-- Belge Metni --
»»

Bir ilke meselesi olarak "İsrail"in meşruiyetinin tanınmasına kategorik olarak karşı çıkılabilir! Ancak farklı siyasi durumları birbirinden ayırt edemeyecek kadar dar görüşlü olunamaz.

 

Tüm siyasi durumlar eşit değildir. Örneğin, Birleşmiş Milletler'in 242 ve 338 sayılı kararlarının Araplara Camp David, Oslo ve Vadi Arabe'den[i] elde ettiklerinin toplamından çok daha fazlasını sunduğunu anlamak gerekir. BM'nin 242 sayılı kararı "İsrail"in 1967'de işgal ettiği topraklardan (Sina, Batı Şeria, Gazze ve Golan Tepeleri) çekilmesini gerektiriyordu. Karar ayrıca bölgedeki tüm devletlerin barış ve güvenlik hakkını da garanti altına alıyordu.

 

Ancak "İsrail" 1967'de işgal ettiği toprakları iade etmek yerine, bu toprakların BİR KISMINI tüm Arap devletleriyle tam bir normalleşme pazarlığı yapmak için kullanıyor. Siyonist Devlet topraklarımızı açık pazarlar, diplomatik bağlar ve güvenlik işbirliği için bir pazarlık kozu olarak kullanırken, aynı zamanda Doğu Kudüs, Batı Şeria ve Golan gibi vatanımızın diğer bölgelerinde daha da yerleşik hale geliyor. Oslo ya da Vadi Arabe kapsamında "İsrail" ile normalleşmenin, 242 sayılı kararla garanti altına alınan 'Barış' ve 'Güvenlik'ten çok daha fazlası olduğunu ve bunun sadece askeri anlamda yorumlanmaması gerektiğini unutmayın.

 

Kayıtlara geçmesi açısından, 1967 savaşının ardından, tüm Arap rejimleri (Abdülnasır'ınki de dâhil olmak üzere) BM'de kabul edildiğinde 242 sayılı kararı onaylamıştı. Dolayısıyla 242'nin uygulanmamasının faturasını "retçilere" çıkaramayız! 1974'te FKÖ'nün o zamanki devrimci liderliği 242'ye olan muhalefetini yumuşattı ve 242'ye Filistinlilerden kimlik sahibi bir halk olarak değil de mülteci olarak bahsettiği için karşı çıktığını ilan etti. Görünüşte vatansever olan Filistinlilerin bu tutumu, FKÖ'nün "İsrail" de dâhil olmak üzere bölgedeki tüm "devletlerin" barış ve güvenlik içinde yaşamasına karşı olmadığını ima ediyordu.

««

-- Görevler --
1 – 242 sayılı karar hakkındaki metinden "Tüm siyasi durumlar" sözleriyle başlayıp "garanti altına alıyordu." sözlerine kadar inen bölümün tamamını hiçbir değişiklik yapmadan çıkarın.
2 – 242 sayılı karar hakkındaki metni, son cümlesinin ardından gelecek şekilde sürdürün.

-- Kayıtlar --
»»

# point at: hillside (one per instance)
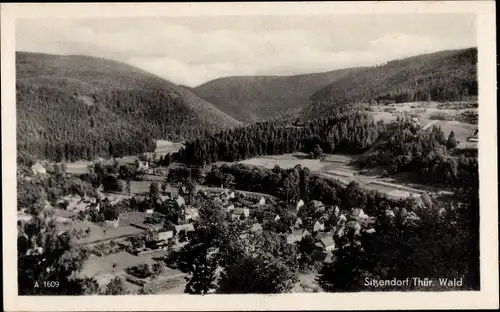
(256, 98)
(81, 107)
(441, 76)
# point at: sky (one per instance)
(193, 50)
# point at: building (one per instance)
(113, 224)
(318, 227)
(296, 236)
(271, 217)
(37, 168)
(188, 227)
(262, 201)
(256, 228)
(192, 213)
(328, 243)
(298, 223)
(300, 204)
(180, 201)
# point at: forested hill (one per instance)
(255, 98)
(441, 76)
(76, 107)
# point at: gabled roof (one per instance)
(189, 227)
(318, 255)
(328, 241)
(180, 201)
(318, 226)
(256, 227)
(165, 235)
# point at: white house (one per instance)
(318, 227)
(38, 169)
(256, 228)
(300, 204)
(328, 243)
(262, 201)
(336, 211)
(180, 201)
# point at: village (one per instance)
(133, 243)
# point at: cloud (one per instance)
(192, 51)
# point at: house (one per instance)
(359, 213)
(262, 201)
(354, 226)
(336, 211)
(342, 219)
(240, 211)
(318, 227)
(37, 168)
(270, 217)
(320, 235)
(256, 228)
(370, 231)
(180, 201)
(192, 213)
(188, 227)
(143, 166)
(300, 204)
(158, 239)
(112, 224)
(296, 236)
(321, 256)
(328, 243)
(318, 205)
(298, 222)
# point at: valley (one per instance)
(156, 188)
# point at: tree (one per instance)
(115, 287)
(45, 255)
(154, 191)
(257, 275)
(111, 184)
(451, 143)
(317, 153)
(346, 272)
(128, 187)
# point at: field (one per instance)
(104, 268)
(163, 147)
(459, 117)
(425, 111)
(338, 167)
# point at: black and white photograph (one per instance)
(246, 153)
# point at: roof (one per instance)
(328, 241)
(165, 235)
(318, 226)
(317, 203)
(300, 204)
(318, 255)
(270, 216)
(240, 211)
(189, 227)
(38, 168)
(180, 201)
(256, 227)
(320, 235)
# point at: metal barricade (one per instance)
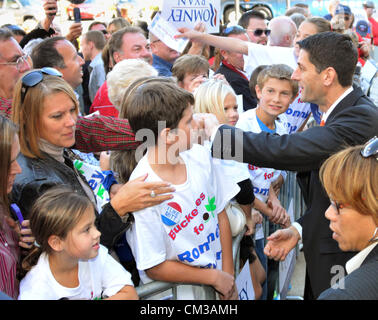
(291, 193)
(168, 290)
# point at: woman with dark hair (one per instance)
(350, 178)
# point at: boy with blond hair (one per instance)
(275, 92)
(186, 239)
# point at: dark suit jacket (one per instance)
(353, 121)
(240, 86)
(361, 284)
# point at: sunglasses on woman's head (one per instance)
(34, 77)
(370, 148)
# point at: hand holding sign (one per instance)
(187, 13)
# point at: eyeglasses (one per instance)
(370, 148)
(19, 63)
(233, 29)
(337, 205)
(34, 77)
(259, 32)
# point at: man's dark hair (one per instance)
(95, 23)
(331, 49)
(5, 34)
(97, 37)
(244, 19)
(45, 54)
(116, 41)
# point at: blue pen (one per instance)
(17, 211)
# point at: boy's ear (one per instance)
(168, 136)
(258, 91)
(55, 243)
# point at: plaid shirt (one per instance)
(94, 133)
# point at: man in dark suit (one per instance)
(325, 70)
(232, 67)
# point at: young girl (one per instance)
(68, 261)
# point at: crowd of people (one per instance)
(183, 141)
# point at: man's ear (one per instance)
(55, 243)
(329, 76)
(167, 136)
(117, 57)
(258, 92)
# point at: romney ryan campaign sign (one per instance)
(188, 13)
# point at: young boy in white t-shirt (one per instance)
(186, 239)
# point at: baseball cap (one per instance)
(362, 28)
(369, 4)
(343, 9)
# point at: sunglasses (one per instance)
(370, 148)
(34, 77)
(233, 29)
(259, 32)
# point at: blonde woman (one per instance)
(45, 108)
(12, 237)
(350, 178)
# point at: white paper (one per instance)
(188, 13)
(166, 32)
(286, 267)
(244, 284)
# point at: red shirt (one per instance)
(95, 133)
(374, 30)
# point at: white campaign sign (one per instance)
(188, 13)
(165, 31)
(244, 284)
(95, 178)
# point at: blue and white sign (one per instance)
(188, 13)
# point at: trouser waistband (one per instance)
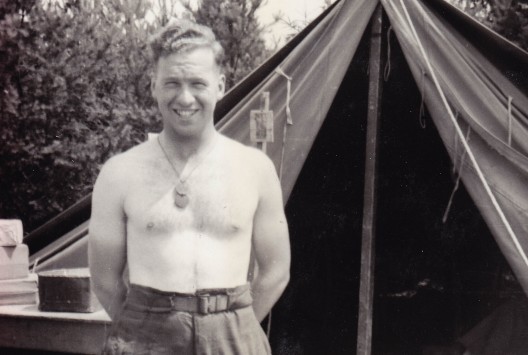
(203, 301)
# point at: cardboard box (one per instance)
(14, 262)
(19, 291)
(11, 232)
(67, 290)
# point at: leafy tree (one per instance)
(74, 78)
(75, 91)
(509, 18)
(238, 30)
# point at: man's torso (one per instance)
(203, 245)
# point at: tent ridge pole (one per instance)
(366, 286)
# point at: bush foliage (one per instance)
(75, 87)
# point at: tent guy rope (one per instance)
(470, 154)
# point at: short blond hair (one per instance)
(180, 36)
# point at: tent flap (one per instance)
(479, 113)
(316, 68)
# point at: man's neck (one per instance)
(183, 148)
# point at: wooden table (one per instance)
(25, 327)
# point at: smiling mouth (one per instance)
(184, 113)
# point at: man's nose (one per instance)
(185, 97)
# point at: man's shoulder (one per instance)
(252, 159)
(249, 153)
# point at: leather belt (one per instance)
(203, 302)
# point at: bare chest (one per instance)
(220, 201)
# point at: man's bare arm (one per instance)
(107, 240)
(271, 244)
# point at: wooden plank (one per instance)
(24, 327)
(366, 287)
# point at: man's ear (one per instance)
(221, 86)
(152, 86)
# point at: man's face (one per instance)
(187, 87)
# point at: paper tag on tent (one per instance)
(11, 232)
(261, 126)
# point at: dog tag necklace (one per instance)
(181, 192)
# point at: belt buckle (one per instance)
(203, 303)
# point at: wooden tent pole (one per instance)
(366, 287)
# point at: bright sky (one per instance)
(299, 12)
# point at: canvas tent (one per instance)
(471, 84)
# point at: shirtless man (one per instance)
(174, 220)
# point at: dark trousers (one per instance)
(150, 323)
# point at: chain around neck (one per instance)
(178, 175)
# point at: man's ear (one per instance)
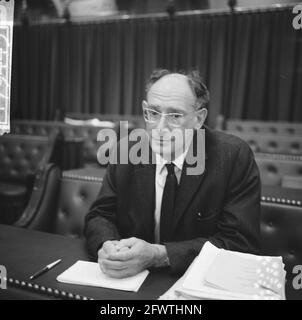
(201, 116)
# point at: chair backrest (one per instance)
(21, 155)
(71, 133)
(281, 222)
(266, 127)
(270, 143)
(274, 168)
(78, 190)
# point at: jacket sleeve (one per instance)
(100, 222)
(238, 227)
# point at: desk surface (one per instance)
(23, 252)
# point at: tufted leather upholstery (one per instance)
(20, 159)
(266, 127)
(83, 135)
(273, 167)
(292, 182)
(270, 143)
(281, 222)
(78, 189)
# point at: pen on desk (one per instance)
(45, 269)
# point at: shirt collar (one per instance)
(178, 162)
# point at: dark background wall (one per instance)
(251, 62)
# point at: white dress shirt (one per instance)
(160, 180)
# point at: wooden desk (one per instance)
(23, 252)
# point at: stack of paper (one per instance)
(223, 274)
(90, 274)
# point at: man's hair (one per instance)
(195, 82)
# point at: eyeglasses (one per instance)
(173, 119)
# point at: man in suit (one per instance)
(157, 215)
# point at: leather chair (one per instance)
(271, 143)
(266, 127)
(275, 168)
(78, 189)
(79, 141)
(281, 217)
(22, 159)
(281, 222)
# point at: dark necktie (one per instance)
(167, 205)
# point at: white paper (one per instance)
(89, 274)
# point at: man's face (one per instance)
(171, 94)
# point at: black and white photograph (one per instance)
(150, 150)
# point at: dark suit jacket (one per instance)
(222, 205)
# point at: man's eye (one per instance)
(176, 116)
(152, 113)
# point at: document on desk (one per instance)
(89, 274)
(222, 274)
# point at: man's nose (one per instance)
(162, 124)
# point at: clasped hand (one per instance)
(125, 258)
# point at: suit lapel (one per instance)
(188, 187)
(145, 178)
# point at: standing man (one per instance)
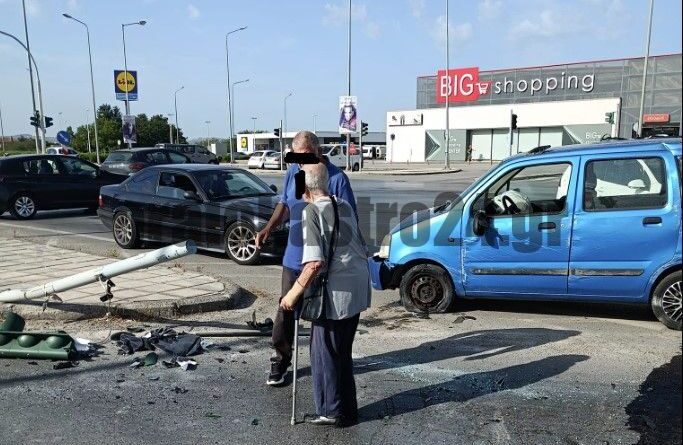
(291, 209)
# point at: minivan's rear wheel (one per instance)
(124, 230)
(666, 301)
(427, 288)
(23, 207)
(240, 244)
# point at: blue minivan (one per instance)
(596, 223)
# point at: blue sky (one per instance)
(299, 46)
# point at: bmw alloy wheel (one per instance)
(241, 243)
(123, 229)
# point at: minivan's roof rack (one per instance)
(539, 149)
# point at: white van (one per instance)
(336, 154)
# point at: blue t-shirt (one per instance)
(338, 185)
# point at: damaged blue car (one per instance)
(595, 223)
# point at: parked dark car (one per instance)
(127, 161)
(48, 182)
(220, 208)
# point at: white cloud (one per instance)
(458, 34)
(338, 14)
(193, 12)
(417, 7)
(490, 9)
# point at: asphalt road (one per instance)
(514, 373)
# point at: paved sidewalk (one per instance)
(159, 291)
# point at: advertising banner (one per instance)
(348, 115)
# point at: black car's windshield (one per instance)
(227, 184)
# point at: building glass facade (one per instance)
(589, 80)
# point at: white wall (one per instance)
(409, 141)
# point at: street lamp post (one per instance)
(175, 105)
(125, 63)
(92, 87)
(647, 56)
(232, 119)
(227, 66)
(208, 133)
(40, 91)
(285, 122)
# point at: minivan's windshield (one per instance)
(119, 156)
(226, 184)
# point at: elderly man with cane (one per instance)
(290, 208)
(334, 250)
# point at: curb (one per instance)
(139, 311)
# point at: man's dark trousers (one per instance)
(334, 388)
(283, 326)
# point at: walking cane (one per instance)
(297, 311)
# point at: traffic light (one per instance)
(35, 119)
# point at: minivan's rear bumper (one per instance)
(381, 273)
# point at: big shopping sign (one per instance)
(463, 85)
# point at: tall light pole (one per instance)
(208, 133)
(125, 63)
(30, 70)
(175, 105)
(348, 135)
(227, 67)
(41, 121)
(284, 130)
(92, 87)
(232, 119)
(170, 127)
(2, 131)
(647, 56)
(447, 166)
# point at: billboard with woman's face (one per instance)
(348, 115)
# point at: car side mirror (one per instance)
(637, 184)
(481, 223)
(192, 196)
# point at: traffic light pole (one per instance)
(41, 121)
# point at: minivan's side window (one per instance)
(144, 182)
(174, 185)
(533, 190)
(623, 184)
(177, 158)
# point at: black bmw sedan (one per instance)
(220, 208)
(29, 183)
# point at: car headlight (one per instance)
(384, 247)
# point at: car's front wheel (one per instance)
(240, 244)
(427, 288)
(666, 301)
(125, 231)
(23, 206)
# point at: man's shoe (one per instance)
(323, 421)
(277, 375)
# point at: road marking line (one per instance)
(57, 232)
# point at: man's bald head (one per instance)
(306, 142)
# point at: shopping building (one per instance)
(555, 105)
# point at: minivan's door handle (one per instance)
(546, 226)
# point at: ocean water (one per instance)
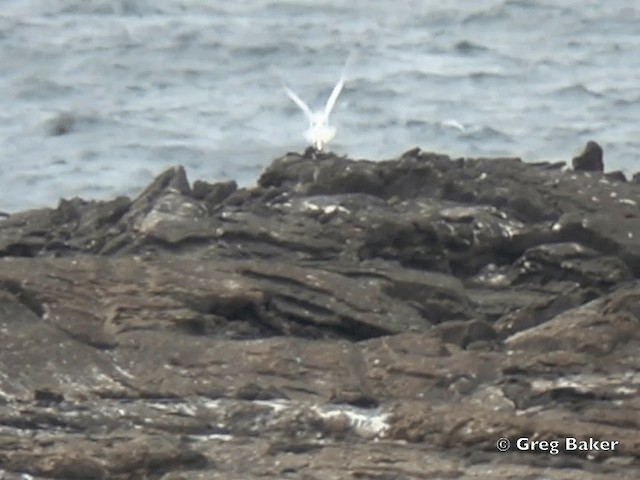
(98, 97)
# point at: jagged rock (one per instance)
(342, 319)
(590, 160)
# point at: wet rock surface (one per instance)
(341, 319)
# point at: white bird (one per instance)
(320, 133)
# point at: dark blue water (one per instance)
(100, 96)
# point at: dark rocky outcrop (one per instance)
(590, 160)
(341, 319)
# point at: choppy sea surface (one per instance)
(97, 97)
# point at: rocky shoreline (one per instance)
(342, 319)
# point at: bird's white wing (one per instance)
(333, 97)
(303, 106)
(335, 93)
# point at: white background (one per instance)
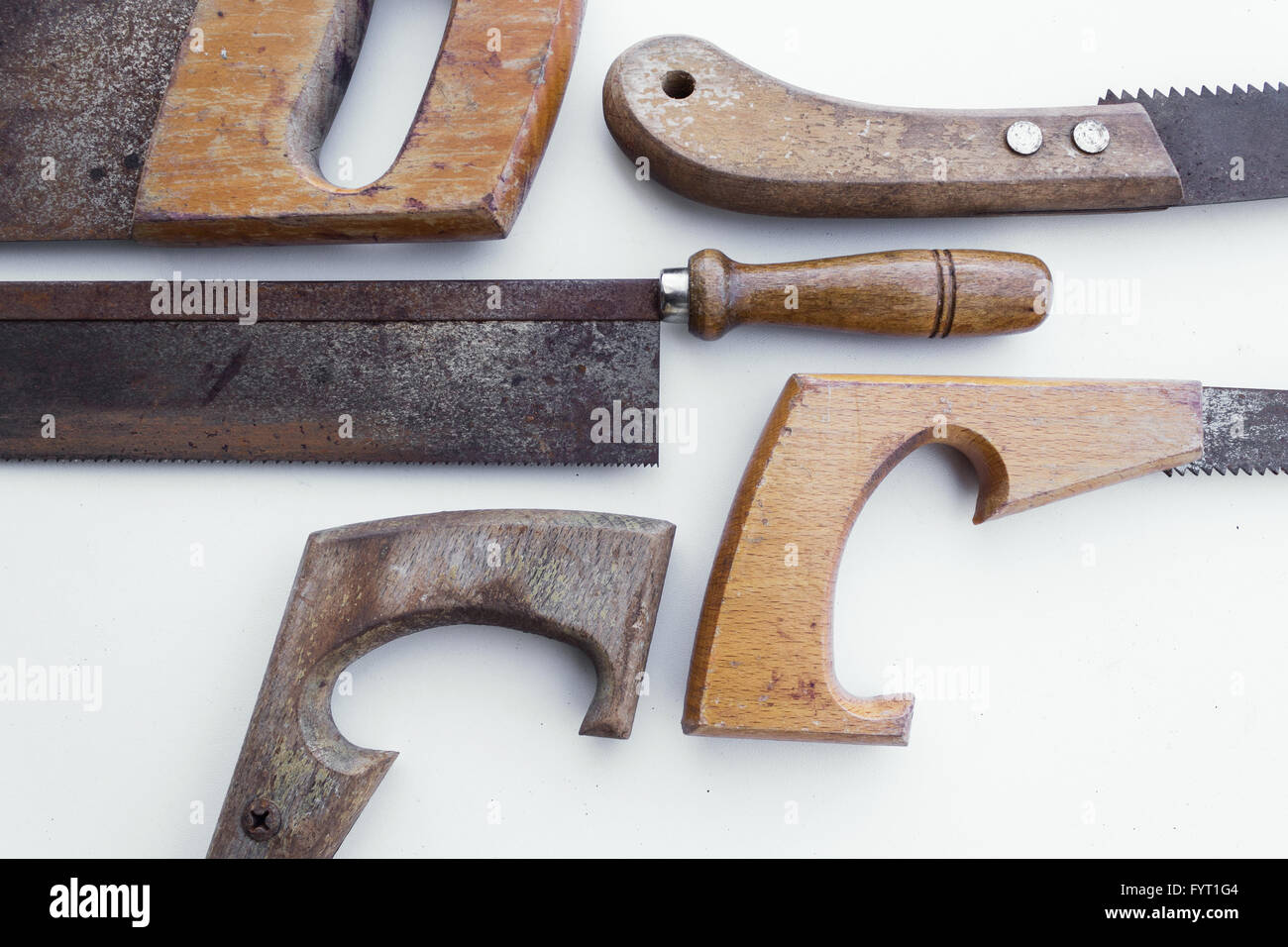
(1132, 706)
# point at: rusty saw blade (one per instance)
(80, 88)
(1227, 146)
(1243, 429)
(450, 372)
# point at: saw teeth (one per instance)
(1199, 467)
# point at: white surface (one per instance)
(1133, 706)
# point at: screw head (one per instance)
(1024, 137)
(262, 819)
(1091, 136)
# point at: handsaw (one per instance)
(719, 132)
(200, 121)
(763, 656)
(460, 371)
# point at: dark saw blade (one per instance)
(1227, 146)
(80, 86)
(1243, 429)
(412, 379)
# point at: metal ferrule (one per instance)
(675, 295)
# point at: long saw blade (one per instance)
(80, 88)
(1227, 146)
(1243, 429)
(426, 372)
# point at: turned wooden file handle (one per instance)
(589, 579)
(722, 133)
(923, 292)
(763, 656)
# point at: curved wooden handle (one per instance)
(233, 155)
(590, 579)
(763, 656)
(719, 132)
(926, 292)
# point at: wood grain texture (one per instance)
(589, 579)
(763, 656)
(926, 292)
(719, 132)
(233, 155)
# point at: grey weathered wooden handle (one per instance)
(589, 579)
(719, 132)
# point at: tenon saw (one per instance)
(557, 371)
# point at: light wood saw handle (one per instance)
(233, 155)
(722, 133)
(922, 292)
(763, 656)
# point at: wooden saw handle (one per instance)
(923, 292)
(719, 132)
(233, 154)
(763, 656)
(589, 579)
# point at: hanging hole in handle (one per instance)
(679, 84)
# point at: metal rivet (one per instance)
(1024, 137)
(262, 819)
(1091, 136)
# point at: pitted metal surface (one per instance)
(1227, 146)
(1243, 429)
(80, 88)
(449, 392)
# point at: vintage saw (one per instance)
(462, 371)
(200, 121)
(719, 132)
(763, 655)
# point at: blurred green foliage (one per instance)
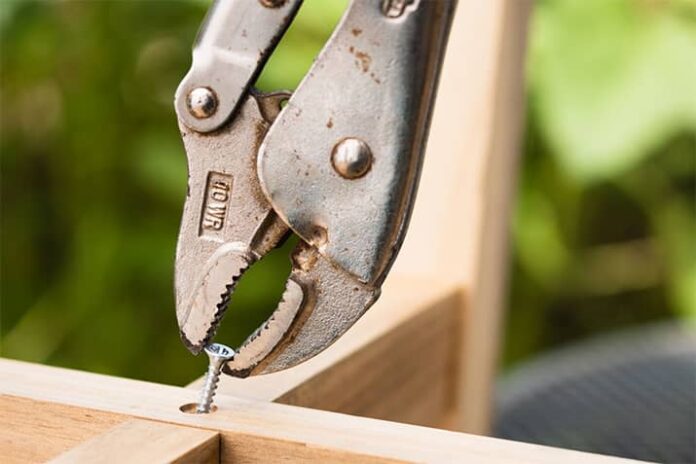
(94, 176)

««

-- Görev Yanıtları --
1 –
Tüm siyasi durumlar eşit değildir. Örneğin, Birleşmiş Milletler'in 242 ve 338 sayılı kararlarının Araplara Camp David, Oslo ve Vadi Arabe'den[i] elde ettiklerinin toplamından çok daha fazlasını sunduğunu anlamak gerekir. BM'nin 242 sayılı kararı "İsrail"in 1967'de işgal ettiği topraklardan (Sina, Batı Şeria, Gazze ve Golan Tepeleri) çekilmesini gerektiriyordu. Karar ayrıca bölgedeki tüm devletlerin barış ve güvenlik hakkını da garanti altına alıyordu.

2 –
 

Eğer durum böyleyse, neden Batı Şeria ve Gazze iade edilmedi ve neden bugün bağımsız, vatansever, Filistinli, ancak "gerçekçi" taleplerimizin çıtasını Batı Şeria'nın sadece %10-13'üne indirdik?

 

Bunun cevabı, siyasi oyunda kurnaz oyuncularmışız gibi davranmaya yönelik dar görüşlü hevesimizde yatıyor olabilir. Ancak buradaki sorun, oyunun kendisinin ve kurallarının düşmanlarımız tarafından yaratılmış olmasıdır.

 

Birleşmiş Milletler'in 242 sayılı kararının kendisi bize Filistin'i Araplar ve Yahudiler arasında bölen 181 sayılı BM kararından daha az toprak vermiştir.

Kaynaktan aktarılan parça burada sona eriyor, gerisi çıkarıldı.